Directions for this task
The pictures are to be dropped, and the records below are to be restated word for word.

Referring expression data:
***
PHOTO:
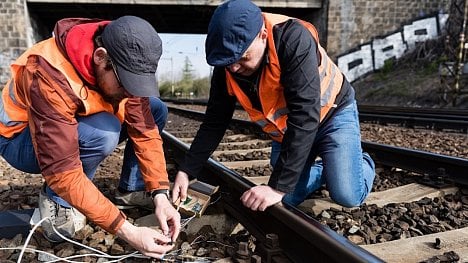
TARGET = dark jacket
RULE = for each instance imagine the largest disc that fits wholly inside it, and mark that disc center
(301, 83)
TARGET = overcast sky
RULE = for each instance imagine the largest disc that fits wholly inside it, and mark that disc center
(177, 47)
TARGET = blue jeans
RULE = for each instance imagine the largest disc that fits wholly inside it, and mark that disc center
(347, 172)
(98, 136)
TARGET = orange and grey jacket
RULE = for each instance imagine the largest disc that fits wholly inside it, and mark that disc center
(52, 83)
(273, 117)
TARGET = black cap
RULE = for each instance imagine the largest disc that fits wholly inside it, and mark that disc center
(232, 29)
(135, 48)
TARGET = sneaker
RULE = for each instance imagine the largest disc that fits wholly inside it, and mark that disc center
(61, 218)
(133, 199)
***
Written answer
PHOTO:
TARGET = dark jacket
RULE = for each instance imagine the largest disc that fits wholly inside it, and mark that disc center
(301, 83)
TARGET = overcast sky
RULE = for each instance imagine the largest disc that fits wholly inside it, and mark that disc center
(177, 47)
TARGET = blue jeans
RULE = for each instance imagine the largest disc that fits wholly inside it, and mark that disc center
(347, 172)
(98, 136)
TARGET = orange and grey jacket
RULE = for each instance imagine the largest disc that fits wholly inside it, and mark that disc center
(52, 83)
(273, 117)
TARGET = black cap
RULE = for each instance imagine the largest disc that fits wholly inside it, and mark that disc center
(232, 29)
(135, 48)
TARGET = sneaker
RULE = for each instance imagine the largest disc that fits wholly inside it, and mark that disc center
(61, 218)
(133, 199)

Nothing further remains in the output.